YOUR OBJECTIVE:
Switch "coral reef" to "coral formation" in the rows starting with the line that contains "# point at: fish mouth" and going on through the line that contains "x=62, y=131", and give back only those lines with everything else unchanged.

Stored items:
# # #

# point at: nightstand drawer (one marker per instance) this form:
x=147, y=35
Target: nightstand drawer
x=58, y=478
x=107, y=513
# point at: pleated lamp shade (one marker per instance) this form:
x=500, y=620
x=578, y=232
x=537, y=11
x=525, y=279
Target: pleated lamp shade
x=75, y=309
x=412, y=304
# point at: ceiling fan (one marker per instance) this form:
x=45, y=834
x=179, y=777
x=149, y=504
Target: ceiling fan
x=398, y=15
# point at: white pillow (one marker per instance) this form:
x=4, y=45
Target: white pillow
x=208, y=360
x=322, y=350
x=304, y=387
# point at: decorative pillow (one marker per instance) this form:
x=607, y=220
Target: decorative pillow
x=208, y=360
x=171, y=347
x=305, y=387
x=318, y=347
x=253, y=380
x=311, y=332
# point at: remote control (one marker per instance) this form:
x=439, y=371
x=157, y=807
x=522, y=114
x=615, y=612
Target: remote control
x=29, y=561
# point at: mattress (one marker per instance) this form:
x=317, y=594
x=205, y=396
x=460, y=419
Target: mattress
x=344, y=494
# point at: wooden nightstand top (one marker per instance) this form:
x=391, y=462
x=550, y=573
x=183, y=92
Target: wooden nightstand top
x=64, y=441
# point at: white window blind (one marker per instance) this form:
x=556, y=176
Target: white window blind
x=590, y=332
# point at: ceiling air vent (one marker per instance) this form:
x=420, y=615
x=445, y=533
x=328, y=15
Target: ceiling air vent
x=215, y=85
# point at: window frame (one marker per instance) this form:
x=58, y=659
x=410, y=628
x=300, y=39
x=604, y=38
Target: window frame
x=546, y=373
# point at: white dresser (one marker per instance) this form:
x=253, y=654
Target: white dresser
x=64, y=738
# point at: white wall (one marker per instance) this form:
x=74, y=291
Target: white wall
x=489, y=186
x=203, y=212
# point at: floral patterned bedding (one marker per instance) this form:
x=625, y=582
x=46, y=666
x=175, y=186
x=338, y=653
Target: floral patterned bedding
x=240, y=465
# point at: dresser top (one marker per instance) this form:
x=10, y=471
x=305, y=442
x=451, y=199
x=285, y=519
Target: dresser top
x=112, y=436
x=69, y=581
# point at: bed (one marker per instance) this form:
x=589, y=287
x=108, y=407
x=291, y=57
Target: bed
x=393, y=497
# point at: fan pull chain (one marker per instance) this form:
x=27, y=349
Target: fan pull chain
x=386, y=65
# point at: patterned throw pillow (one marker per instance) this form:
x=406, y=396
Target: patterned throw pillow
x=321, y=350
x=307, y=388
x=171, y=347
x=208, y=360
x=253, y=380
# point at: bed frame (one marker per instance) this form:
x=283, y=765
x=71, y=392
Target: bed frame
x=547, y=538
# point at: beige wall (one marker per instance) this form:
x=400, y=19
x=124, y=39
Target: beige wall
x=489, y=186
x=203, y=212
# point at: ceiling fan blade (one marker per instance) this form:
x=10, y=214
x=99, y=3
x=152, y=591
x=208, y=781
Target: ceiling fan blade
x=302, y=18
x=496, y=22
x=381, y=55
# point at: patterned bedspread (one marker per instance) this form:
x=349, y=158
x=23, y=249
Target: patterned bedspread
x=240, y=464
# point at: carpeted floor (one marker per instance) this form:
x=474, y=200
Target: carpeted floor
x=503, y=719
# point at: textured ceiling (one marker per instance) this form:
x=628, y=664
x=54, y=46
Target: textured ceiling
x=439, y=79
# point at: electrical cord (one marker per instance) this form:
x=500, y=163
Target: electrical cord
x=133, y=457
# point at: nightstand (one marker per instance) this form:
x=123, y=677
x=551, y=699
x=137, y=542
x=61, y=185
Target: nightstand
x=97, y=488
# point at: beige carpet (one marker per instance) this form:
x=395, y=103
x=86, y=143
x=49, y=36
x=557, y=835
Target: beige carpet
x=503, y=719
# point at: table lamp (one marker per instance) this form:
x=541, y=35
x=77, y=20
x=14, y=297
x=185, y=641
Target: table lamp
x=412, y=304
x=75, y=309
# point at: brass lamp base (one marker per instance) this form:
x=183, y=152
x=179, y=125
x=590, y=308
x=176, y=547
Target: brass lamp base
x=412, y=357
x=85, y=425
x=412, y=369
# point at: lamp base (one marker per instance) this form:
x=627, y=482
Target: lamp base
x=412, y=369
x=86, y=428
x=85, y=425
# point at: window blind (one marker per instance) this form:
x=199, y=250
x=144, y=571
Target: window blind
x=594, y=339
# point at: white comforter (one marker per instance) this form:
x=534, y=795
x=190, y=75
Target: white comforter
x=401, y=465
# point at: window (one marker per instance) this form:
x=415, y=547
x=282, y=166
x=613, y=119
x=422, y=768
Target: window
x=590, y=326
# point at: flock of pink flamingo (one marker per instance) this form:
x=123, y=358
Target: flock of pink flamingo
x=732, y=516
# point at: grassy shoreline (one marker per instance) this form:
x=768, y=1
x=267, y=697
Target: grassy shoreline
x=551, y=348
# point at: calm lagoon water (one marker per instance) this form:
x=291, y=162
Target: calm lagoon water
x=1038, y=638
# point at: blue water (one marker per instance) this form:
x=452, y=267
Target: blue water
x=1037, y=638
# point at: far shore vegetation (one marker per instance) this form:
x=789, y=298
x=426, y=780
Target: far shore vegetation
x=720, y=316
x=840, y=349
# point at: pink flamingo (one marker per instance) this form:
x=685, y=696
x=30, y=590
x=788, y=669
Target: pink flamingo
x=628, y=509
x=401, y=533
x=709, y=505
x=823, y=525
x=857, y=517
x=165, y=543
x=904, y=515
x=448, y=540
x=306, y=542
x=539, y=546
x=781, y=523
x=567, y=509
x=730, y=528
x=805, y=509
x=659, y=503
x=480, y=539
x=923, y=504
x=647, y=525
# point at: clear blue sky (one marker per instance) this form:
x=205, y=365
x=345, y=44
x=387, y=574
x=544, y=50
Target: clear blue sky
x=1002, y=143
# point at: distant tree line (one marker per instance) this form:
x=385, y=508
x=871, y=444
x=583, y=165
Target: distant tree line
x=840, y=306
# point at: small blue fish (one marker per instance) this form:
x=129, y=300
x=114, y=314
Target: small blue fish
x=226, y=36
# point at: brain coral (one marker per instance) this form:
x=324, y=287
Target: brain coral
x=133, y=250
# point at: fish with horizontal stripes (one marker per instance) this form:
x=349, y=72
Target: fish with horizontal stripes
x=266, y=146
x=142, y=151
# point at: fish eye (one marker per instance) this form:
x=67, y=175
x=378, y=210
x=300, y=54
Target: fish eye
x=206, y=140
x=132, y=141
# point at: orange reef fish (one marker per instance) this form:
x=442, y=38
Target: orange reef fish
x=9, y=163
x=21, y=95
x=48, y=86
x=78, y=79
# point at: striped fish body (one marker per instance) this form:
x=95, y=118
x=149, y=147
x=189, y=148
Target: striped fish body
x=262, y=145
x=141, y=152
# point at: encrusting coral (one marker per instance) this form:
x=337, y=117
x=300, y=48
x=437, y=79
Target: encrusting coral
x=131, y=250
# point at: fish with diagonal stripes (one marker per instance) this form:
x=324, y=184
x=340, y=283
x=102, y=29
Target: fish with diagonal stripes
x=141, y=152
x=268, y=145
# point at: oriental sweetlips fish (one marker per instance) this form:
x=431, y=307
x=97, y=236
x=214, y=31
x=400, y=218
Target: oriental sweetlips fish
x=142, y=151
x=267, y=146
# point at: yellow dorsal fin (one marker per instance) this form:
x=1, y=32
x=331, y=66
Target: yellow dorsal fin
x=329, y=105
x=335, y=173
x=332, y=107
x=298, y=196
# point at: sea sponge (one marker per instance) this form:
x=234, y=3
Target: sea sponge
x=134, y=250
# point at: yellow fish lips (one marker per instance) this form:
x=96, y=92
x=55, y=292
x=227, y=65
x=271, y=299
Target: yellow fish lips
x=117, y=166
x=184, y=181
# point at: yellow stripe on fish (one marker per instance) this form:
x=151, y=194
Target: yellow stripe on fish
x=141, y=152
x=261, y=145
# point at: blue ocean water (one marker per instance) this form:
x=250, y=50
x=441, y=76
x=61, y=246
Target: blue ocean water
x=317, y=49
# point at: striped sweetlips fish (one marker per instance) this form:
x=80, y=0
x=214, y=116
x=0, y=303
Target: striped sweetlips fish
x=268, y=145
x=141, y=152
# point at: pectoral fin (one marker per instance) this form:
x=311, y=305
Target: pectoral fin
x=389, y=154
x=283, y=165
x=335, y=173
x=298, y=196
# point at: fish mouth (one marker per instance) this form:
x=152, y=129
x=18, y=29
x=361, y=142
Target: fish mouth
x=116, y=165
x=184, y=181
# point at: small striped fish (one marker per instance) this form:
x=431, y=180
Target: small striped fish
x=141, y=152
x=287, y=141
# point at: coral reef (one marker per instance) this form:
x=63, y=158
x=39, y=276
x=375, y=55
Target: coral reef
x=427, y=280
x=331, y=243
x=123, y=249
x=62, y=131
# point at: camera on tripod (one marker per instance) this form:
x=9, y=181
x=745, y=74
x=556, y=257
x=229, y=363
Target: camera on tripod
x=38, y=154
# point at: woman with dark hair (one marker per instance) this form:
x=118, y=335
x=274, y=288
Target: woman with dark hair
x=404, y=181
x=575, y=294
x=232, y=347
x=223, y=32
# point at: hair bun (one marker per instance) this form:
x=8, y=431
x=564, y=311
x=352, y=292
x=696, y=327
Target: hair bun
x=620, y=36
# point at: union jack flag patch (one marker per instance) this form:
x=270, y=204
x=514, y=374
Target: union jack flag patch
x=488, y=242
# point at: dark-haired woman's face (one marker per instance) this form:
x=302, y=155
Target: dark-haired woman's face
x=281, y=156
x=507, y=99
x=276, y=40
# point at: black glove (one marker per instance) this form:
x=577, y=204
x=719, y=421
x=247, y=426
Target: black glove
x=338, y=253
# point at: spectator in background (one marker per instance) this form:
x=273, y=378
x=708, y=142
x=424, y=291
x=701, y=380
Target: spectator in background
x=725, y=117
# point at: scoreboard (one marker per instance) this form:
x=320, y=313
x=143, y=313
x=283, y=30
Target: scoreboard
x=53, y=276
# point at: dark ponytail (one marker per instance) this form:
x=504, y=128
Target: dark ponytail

# # #

WRITTEN SOLUTION:
# point at: fish mouth (one marker per instance) this form:
x=152, y=129
x=18, y=29
x=361, y=142
Target: fish mouth
x=116, y=165
x=184, y=181
# point at: small striped fish (one marker per instance) this form:
x=431, y=180
Target: small striped fish
x=141, y=152
x=287, y=141
# point at: coral formation (one marker per instance) this form:
x=63, y=158
x=39, y=276
x=375, y=55
Target: coral formation
x=427, y=280
x=331, y=243
x=123, y=249
x=62, y=131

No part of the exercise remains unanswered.